◆ **Exercise goal**: Repeat all of the items below exactly, line for line, but leave out the pictures.
■ ■ ■ ■
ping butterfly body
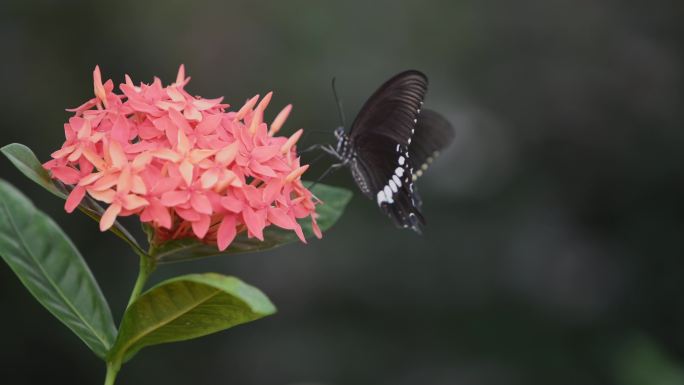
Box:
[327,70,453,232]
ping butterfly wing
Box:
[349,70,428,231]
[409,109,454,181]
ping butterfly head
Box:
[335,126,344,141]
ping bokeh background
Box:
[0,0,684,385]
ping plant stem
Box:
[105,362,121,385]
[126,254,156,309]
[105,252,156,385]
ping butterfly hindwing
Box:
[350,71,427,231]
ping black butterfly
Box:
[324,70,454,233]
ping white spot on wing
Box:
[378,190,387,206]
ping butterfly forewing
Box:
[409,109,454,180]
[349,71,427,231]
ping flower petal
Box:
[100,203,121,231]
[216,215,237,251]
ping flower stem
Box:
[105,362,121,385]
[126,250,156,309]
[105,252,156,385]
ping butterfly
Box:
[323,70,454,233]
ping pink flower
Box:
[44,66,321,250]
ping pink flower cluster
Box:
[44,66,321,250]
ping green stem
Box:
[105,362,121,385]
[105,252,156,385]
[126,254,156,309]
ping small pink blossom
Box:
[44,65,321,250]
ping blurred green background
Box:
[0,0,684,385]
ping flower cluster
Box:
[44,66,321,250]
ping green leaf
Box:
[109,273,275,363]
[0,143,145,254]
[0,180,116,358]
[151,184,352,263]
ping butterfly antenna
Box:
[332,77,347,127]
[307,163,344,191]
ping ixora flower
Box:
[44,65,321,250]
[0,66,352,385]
■ ■ ■ ■
◆ **Task output**:
ping butterfly body
Box:
[327,70,453,232]
ping butterfly wing
Box:
[349,70,428,231]
[409,109,454,181]
ping butterfly head
Box:
[335,126,344,141]
ping bokeh background
Box:
[0,0,684,385]
ping plant stem
Box:
[105,362,121,385]
[126,254,156,309]
[105,252,156,385]
ping butterfly hindwing
Box:
[350,71,427,231]
ping black butterfly
Box:
[324,70,454,233]
ping white spot on wing
Box:
[378,190,387,206]
ping butterfly forewing
Box:
[409,109,454,180]
[349,71,427,231]
ping flower petal
Box:
[100,203,121,231]
[216,215,237,251]
ping flower stem
Box:
[105,362,121,385]
[126,250,156,309]
[105,252,156,385]
ping butterfly
Box:
[323,70,454,233]
ping pink flower
Box:
[44,66,321,250]
ping pink flower cluster
Box:
[44,66,321,250]
ping green stem
Box:
[105,362,121,385]
[105,252,156,385]
[126,254,156,309]
ping small pink blossom
Box:
[44,65,321,250]
ping blurred green background
Box:
[0,0,684,385]
ping flower cluster
Box:
[44,66,321,250]
ping green leaf
Box:
[109,273,275,363]
[0,143,145,254]
[0,180,116,358]
[151,184,352,263]
ping butterfly antenna
Box:
[332,77,347,127]
[307,163,344,191]
ping ixora flower
Box:
[44,65,321,250]
[0,66,352,385]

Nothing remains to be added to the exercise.